#### [AIM OF THE EXERCISE]
Rescale the rows below by writing out every line again, requests included, with each coordinate in the answer outlines multiplied by 2.55 and rounded to a whole number, halves going up. Leave the numbers in the requests and their format samples unchanged.

#### [DATASET EXCERPTS]
****************************************
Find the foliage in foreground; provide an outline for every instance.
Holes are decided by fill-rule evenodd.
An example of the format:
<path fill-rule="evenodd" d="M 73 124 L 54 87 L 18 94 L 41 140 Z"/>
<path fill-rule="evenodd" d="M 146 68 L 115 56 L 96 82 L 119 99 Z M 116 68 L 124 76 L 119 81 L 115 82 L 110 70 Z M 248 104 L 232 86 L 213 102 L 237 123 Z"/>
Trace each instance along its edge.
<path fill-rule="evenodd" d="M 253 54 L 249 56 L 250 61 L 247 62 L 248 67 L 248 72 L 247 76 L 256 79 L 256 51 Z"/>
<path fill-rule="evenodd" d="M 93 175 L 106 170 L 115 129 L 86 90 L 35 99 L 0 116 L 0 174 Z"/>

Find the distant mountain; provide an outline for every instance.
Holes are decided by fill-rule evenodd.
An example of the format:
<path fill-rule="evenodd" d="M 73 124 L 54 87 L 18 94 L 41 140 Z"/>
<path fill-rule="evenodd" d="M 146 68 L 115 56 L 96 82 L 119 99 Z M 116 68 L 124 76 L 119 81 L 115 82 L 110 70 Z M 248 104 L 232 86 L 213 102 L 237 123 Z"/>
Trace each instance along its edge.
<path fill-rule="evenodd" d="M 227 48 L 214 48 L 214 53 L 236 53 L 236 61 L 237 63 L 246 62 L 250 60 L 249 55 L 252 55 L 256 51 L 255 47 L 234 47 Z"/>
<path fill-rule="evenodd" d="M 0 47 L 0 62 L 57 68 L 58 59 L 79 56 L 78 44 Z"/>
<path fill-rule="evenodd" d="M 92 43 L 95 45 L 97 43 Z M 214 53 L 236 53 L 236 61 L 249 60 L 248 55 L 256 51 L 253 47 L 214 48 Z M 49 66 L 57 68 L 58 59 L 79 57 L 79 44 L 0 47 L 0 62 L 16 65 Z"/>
****************************************
#### [RESULT OF THE EXERCISE]
Find the foliage in foreground; provide an outline for every instance.
Holes are decided by fill-rule evenodd.
An example of the format:
<path fill-rule="evenodd" d="M 73 124 L 54 87 L 18 94 L 41 140 Z"/>
<path fill-rule="evenodd" d="M 146 68 L 115 56 L 96 82 L 119 99 Z M 116 68 L 124 76 L 119 81 L 115 82 L 110 70 Z M 248 104 L 232 86 L 213 102 L 237 123 Z"/>
Trace each instance along its edge.
<path fill-rule="evenodd" d="M 645 138 L 635 143 L 638 156 L 630 158 L 632 171 L 632 184 L 630 194 L 653 201 L 653 130 Z"/>
<path fill-rule="evenodd" d="M 237 446 L 270 434 L 293 329 L 219 230 L 89 252 L 0 296 L 0 444 Z"/>

Find the distant mountain; provide an outline for every instance.
Holes are decided by fill-rule evenodd.
An example of the format:
<path fill-rule="evenodd" d="M 73 124 L 54 87 L 18 94 L 41 140 Z"/>
<path fill-rule="evenodd" d="M 146 68 L 115 56 L 96 82 L 119 99 Z M 116 68 L 124 76 L 119 81 L 115 82 L 110 70 Z M 248 104 L 232 86 L 213 102 L 237 123 Z"/>
Trace each instance along its edge.
<path fill-rule="evenodd" d="M 579 122 L 546 122 L 546 135 L 602 135 L 602 156 L 604 161 L 627 158 L 638 153 L 635 140 L 643 140 L 653 130 L 650 120 L 597 120 Z"/>
<path fill-rule="evenodd" d="M 0 120 L 0 158 L 145 173 L 148 150 L 201 143 L 199 112 Z"/>
<path fill-rule="evenodd" d="M 235 110 L 242 115 L 247 110 Z M 546 135 L 602 135 L 602 156 L 635 153 L 632 140 L 653 130 L 645 120 L 546 122 Z M 125 168 L 145 173 L 148 150 L 201 145 L 201 112 L 0 120 L 0 158 L 41 166 Z"/>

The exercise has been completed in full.